Dimont is a universal tool for de-novo motif discovery. Dimont has successfully been applied to ChIP-seq, ChIP-exo and protein-binding microarray (PBM) data.
Input sequences must be supplied in an annotated FastA format as generated using the "Dimont sequence extractor" tool. In the annotation of each sequence, you need to provide a value that reflects the confidence that this sequence is bound by the factor of interest. Such confidences may be peak statistics (e.g., number of fragments under a peak) for ChIP data or signal intensities for PBM data. In addition, you need to provide an anchor position within the sequence. In case of ChIP data, this anchor position could for instance be the peak summit. For instance, an annotated FastA file for ChIP-seq data comprising sequences of length 1000 centered around the peak summit could look like:
> peak: 500; signal: 515
> peak: 500; signal: 199
where the anchor point is given as 500 for the first two sequences, and the confidence amounts to 515 and 199, respectively. The FastA comment may contain additional annotations of the format
key1 : value1; key2: value2;....code>
Accordingly, you would need to set the parameter "Position tag" to
peak and the parameter "Value tag" to
signal for the input file.
For the standard deviation of the position prior, the initial motif length and the number of pre-optimization runs, we provide default values that worked well in our studies on ChIP and PBM data. However, you may want adjust these parameters to meet your prior information.
The parameter "Markov order of the motif model" sets the order of the inhomogeneous Markov model used for modeling the motif. If this parameter is set to 0, you obtain a position weight matrix (PWM) model. If it is set to 1, you obtain a weight array matrix (WAM) model. You can set the order of the motif model to at most 3.
The parameter "Markov order of the background model" sets the order of the homogeneous Markov model used for modeling positions not covered by a motif. If this parameter is set to -1, you obtain a uniform distribution, which worked well for ChIP data. For PBM data, orders of up to 4 resulted in an increased prediction performance in our case studies. The maximum allowed value is 5.

__Stored data__:
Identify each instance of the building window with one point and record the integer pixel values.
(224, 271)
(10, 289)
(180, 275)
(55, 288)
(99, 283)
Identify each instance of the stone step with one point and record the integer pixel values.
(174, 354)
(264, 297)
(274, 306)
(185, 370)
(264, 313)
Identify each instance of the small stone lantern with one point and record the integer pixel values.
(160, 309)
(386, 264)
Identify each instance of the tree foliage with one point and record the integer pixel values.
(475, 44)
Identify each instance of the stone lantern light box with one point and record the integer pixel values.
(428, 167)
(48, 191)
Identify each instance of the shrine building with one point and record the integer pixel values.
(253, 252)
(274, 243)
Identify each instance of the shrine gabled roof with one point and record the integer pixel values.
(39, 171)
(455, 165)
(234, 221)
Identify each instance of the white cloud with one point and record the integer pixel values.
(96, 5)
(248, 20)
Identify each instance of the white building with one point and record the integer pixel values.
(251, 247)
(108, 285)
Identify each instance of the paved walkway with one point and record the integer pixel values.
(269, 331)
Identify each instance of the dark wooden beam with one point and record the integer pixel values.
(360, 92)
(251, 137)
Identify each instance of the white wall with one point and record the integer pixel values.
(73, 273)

__Exercise brief__: Resume the Dimont motif discovery text from where it stops. The rows were taken from a different source than the Dimont text.

__Reply__:
The parameter "Weighting factor" defines the proportion of sequences that you expect to be bound by the targeted factor with high confidence. For ChIP data, the default value of 0.2 typically works well. For PBM data, containing a large number of unspecific probes, this parameter should be set to a lower value, e.g. 0.01.
The "Equivalent sample size" reflects the strength of the influence of the prior on the model parameters, where higher values smooth out the parameters to a greater extent.
The parameter "Delete BSs from profile" defines if BSs of already discovered motifs should be deleted, i.e., "blanked out", from the sequence before searching for futher motifs.
dimont-log.txt: Logfile, logfile of the Dimont run.
dimont-predictions-*.txt: Predictions, binding sites predicted by Dimont.
dimont-logo-rc-*.png: Sequence logo (rc), the sequence logo of the reverse complement of the motif discovered by Dimont.
dimont-logo-*.png: Sequence logo, the sequence logo of the motif discovered by Dimont.
dimont-model-*.xml: Dimont model, the model (as XML) of the motif discovered by Dimont. Can be used in "DimontPredictor".
If you use Dimont, please cite
J. Grau, S. Posch, I. Grosse, and J. Keilwagen. A general approach for discriminative de-novo motif discovery from high-throughput data. Nucleic Acids Research, 41(21):e197, 2013.